#### [THE PROBLEM]
Find each line of the material below that contains the word "vegetation", and copy those lines.
━━━ RECORDS FOR THE EXERCISE
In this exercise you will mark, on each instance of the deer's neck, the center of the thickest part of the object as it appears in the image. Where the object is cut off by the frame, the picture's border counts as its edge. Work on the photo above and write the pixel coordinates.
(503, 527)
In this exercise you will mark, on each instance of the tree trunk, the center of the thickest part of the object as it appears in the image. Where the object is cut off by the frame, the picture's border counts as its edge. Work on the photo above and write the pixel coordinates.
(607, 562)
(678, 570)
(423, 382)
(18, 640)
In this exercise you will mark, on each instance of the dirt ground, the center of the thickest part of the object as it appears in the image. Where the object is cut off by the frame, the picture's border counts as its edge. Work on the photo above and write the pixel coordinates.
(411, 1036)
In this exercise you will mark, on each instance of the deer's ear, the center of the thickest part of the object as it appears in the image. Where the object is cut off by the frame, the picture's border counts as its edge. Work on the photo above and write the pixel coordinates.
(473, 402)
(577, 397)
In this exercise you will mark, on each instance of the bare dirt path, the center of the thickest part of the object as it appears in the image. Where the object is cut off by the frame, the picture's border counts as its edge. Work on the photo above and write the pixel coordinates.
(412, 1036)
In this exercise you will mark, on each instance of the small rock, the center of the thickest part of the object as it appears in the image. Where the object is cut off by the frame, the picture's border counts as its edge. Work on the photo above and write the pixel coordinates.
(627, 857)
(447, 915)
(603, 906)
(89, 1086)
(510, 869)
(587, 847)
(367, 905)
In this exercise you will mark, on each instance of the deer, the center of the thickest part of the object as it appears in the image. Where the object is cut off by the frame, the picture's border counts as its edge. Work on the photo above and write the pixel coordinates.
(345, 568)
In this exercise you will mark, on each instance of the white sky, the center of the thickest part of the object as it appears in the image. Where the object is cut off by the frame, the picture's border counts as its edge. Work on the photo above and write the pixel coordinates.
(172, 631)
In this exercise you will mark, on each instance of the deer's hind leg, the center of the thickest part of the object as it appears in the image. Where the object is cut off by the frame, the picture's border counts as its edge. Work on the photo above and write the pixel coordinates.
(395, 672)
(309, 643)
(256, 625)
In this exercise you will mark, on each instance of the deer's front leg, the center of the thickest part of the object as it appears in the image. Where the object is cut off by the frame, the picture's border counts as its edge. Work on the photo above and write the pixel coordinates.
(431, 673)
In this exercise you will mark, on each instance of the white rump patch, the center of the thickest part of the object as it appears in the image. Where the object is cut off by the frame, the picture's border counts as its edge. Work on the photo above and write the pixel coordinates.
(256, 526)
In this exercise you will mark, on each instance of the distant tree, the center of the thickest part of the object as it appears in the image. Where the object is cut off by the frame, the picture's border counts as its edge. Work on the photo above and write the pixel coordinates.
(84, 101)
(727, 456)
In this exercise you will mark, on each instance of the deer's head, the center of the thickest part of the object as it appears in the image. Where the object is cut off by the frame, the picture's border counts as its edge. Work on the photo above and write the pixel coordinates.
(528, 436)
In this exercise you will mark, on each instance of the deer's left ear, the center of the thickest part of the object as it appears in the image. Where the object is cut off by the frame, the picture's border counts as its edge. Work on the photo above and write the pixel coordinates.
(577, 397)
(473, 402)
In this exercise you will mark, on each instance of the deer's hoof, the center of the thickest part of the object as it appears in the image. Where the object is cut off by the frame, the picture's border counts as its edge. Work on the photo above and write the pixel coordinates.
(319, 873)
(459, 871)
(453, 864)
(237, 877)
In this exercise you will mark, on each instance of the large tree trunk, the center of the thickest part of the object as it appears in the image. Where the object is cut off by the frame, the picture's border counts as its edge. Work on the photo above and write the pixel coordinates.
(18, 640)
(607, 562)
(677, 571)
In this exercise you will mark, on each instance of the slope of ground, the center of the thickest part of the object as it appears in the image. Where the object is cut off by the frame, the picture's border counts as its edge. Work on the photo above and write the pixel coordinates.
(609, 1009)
━━━━━━
━━━ RECORDS FOR THE EXERCISE
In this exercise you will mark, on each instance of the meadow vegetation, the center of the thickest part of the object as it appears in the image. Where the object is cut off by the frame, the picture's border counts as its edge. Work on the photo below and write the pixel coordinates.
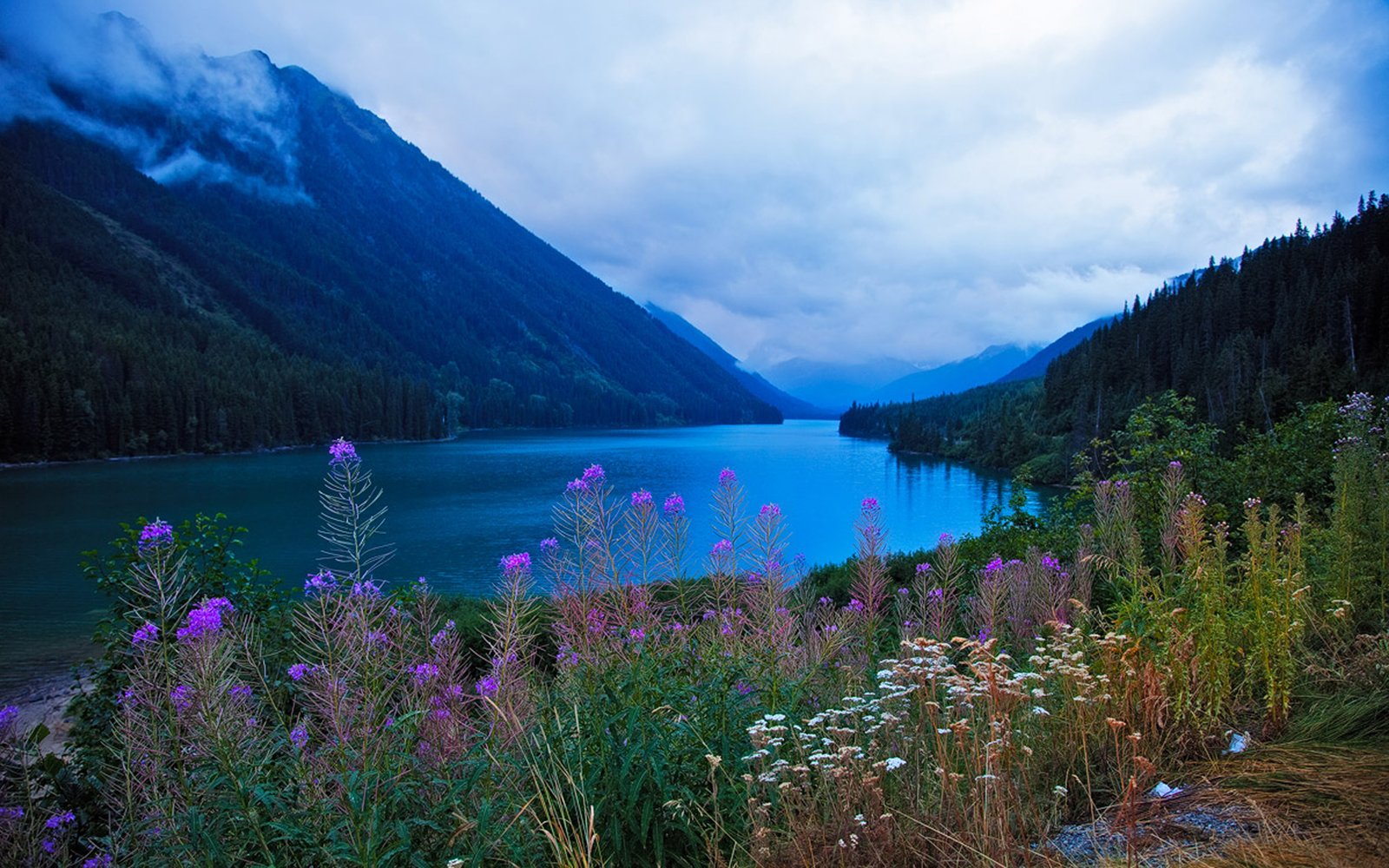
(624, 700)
━━━━━━
#### [SOLUTION TO THIS PROBLEM]
In this exercise you will mark, on each instance of the meadow vegetation, the center of the thickest part of the object as it appears in the image. Where the object is cut off by the frame, the picture's border counts as its edge. Work on the photo below and write the pixel coordinates.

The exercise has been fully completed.